INSTRUCTIONS
[1] Reproduce the stretch of the Glasgow International article from "The sixth instalment" through "it should be.".
[2] List every person named in the Glasgow International article.
[3] In the Glasgow International article, which two festival editions will Sarah McCrory curate?

ARTICLE
____
Glasgow International 2014: Art and the City

The sixth instalment of Glasgow International Festival of Visual Art lands in April, bringing with it a host of artists from around the globe to show with the host city's renowned creatives. New director Sarah McCrory tells us what we should expect

Feature by Rosamund West | 07 Mar 2014

Since 2005, Glasgow International Festival of Visual Art has been carving out a reputation as one of the leading art festivals in the UK. In fact, according to no less an authority than the Guardian’s Adrian Searle, it is the leading UK festival – “Forget Edinburgh, forget Liverpool: this is the one,” he wrote, and GI smartly put it on their branding. This places the festival in the upper echelons of the international art world which, given the miraculous success of Glasgow-based and educated artists in the last two decades, is exactly where it should be.

2014 marks its sixth outing, its second in its biennial format, and its first under the leadership of new director Sarah McCrory, who is inheriting the role from the Common Guild's Katrina Brown, and will have a two-festival tenure, curating this and the 2016 edition. A 19-day extravaganza featuring 52 exhibitions, 90 events, 155 artists and 24 different nationalities, GI has an expanse and range that belies its relatively tight budget. The 2012 edition brought with it Jeremy Deller’s Sacrilege, aka the Stonehenge bouncy castle that popped up on Glasgow Green and brought new meaning to the term audience engagement. It inflated (ahahaha) the visitor numbers for the festival to record breaking levels in what McCrory describes as “The Deller Effect,” magically mixing the cerebral and the joyful to convert a slew of new art lovers wherever he may appear.
____
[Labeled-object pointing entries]
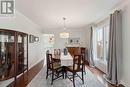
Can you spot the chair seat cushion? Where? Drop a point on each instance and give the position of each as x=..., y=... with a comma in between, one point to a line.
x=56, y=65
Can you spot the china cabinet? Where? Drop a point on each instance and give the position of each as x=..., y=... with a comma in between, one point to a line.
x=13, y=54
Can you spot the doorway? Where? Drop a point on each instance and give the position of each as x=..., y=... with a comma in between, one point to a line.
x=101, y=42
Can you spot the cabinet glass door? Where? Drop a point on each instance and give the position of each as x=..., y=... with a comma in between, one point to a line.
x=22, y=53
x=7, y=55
____
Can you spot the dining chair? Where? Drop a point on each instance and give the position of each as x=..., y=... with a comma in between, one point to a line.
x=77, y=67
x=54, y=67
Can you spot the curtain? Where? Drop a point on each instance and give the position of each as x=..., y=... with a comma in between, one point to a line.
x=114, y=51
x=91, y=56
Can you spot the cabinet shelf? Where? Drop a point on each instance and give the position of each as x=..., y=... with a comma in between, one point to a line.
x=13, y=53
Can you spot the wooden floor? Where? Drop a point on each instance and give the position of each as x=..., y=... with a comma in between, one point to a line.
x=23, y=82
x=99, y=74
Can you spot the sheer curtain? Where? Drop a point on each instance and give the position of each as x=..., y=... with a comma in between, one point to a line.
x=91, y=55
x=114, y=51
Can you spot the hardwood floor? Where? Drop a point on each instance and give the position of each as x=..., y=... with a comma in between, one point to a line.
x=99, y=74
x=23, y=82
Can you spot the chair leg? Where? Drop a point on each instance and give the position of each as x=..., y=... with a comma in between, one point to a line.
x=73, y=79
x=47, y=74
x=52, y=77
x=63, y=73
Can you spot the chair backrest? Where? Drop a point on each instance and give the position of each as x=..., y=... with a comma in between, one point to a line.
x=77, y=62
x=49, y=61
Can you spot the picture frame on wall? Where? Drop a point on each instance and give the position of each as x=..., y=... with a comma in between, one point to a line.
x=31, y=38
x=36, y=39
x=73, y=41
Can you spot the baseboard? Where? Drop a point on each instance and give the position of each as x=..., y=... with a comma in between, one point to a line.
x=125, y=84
____
SOLUTIONS TO THE TASKS
[1]
The sixth instalment of Glasgow International Festival of Visual Art lands in April, bringing with it a host of artists from around the globe to show with the host city's renowned creatives. New director Sarah McCrory tells us what we should expect

Feature by Rosamund West | 07 Mar 2014

Since 2005, Glasgow International Festival of Visual Art has been carving out a reputation as one of the leading art festivals in the UK. In fact, according to no less an authority than the Guardian’s Adrian Searle, it is the leading UK festival – “Forget Edinburgh, forget Liverpool: this is the one,” he wrote, and GI smartly put it on their branding. This places the festival in the upper echelons of the international art world which, given the miraculous success of Glasgow-based and educated artists in the last two decades, is exactly where it should be.

[2] Rosamund West, Adrian Searle, Sarah McCrory, Katrina Brown, Jeremy Deller

[3] She will curate the 2014 and 2016 editions.